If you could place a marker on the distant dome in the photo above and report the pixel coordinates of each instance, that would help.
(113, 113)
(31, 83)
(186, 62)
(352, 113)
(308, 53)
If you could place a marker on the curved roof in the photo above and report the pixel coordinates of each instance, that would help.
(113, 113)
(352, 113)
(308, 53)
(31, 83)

= = = = = = =

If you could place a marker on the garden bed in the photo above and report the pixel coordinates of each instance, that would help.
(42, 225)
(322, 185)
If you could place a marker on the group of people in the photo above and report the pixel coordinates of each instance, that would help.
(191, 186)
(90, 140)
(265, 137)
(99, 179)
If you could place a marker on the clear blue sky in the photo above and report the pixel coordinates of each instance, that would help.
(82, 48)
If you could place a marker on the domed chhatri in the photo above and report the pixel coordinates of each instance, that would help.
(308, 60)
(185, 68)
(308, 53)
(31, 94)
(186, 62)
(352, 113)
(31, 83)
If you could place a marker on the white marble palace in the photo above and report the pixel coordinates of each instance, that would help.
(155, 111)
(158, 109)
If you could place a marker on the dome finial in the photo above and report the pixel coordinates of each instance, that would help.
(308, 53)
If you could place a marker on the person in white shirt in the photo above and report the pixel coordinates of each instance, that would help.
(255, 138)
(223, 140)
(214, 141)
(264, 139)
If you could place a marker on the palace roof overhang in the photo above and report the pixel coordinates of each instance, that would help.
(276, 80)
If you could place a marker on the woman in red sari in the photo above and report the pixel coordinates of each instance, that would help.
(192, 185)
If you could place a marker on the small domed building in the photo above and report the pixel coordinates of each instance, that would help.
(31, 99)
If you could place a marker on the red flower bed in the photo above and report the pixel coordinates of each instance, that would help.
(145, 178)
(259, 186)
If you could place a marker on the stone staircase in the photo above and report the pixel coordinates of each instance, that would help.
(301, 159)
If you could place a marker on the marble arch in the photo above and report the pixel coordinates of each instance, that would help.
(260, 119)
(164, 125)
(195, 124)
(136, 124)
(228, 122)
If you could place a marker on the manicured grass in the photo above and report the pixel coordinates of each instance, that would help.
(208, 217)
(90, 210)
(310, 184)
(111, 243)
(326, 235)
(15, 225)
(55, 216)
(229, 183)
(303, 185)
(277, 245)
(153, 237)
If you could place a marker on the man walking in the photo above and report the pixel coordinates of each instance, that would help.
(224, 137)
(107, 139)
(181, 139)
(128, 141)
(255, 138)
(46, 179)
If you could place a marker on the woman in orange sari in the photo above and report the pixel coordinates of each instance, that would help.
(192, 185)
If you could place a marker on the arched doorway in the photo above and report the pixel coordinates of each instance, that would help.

= = = = = = =

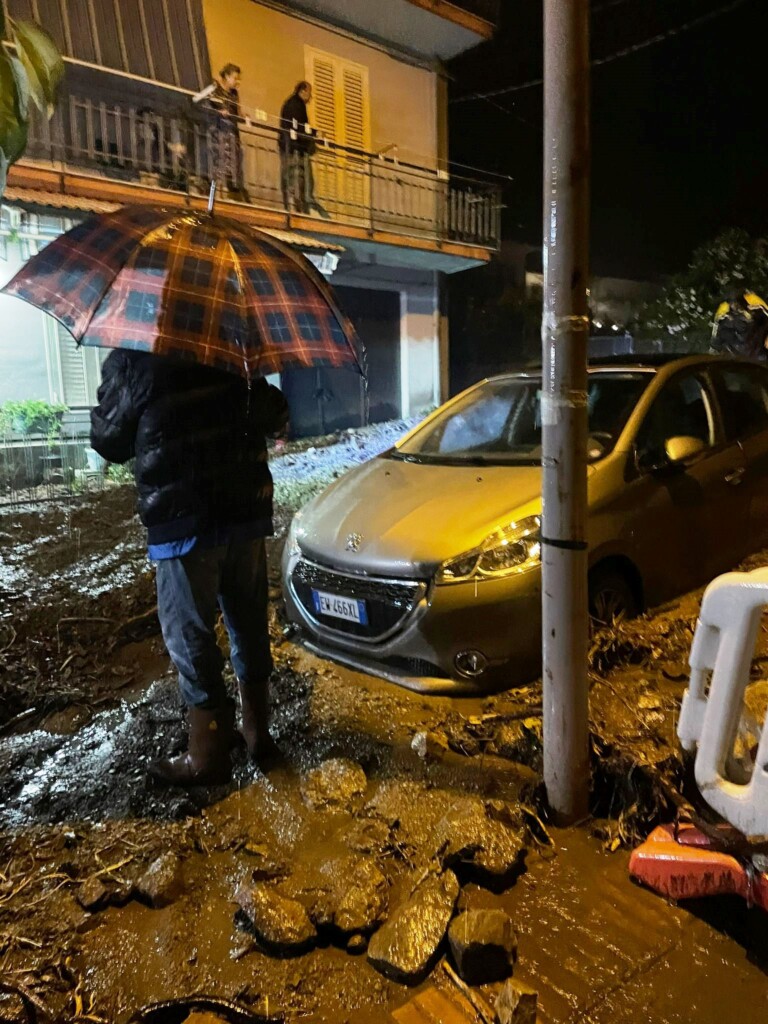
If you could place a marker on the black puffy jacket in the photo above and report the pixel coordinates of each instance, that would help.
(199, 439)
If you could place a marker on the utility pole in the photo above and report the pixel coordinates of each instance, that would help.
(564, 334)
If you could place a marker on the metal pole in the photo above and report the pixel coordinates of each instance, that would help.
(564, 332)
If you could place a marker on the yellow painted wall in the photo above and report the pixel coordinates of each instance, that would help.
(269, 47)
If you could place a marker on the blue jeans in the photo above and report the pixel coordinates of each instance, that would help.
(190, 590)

= = = = = = =

§ **Aim**: Find each line in the rows above that contains the word "blue" and copy those lines out in full.

§ **Right answer**:
If you could place a marker on the clear blue sky in the photo above and report the pixel coordinates of each instance, that would help.
If you could place a marker on the blue jeans in the photo above and report the pixel coordinates of each instance, that would help.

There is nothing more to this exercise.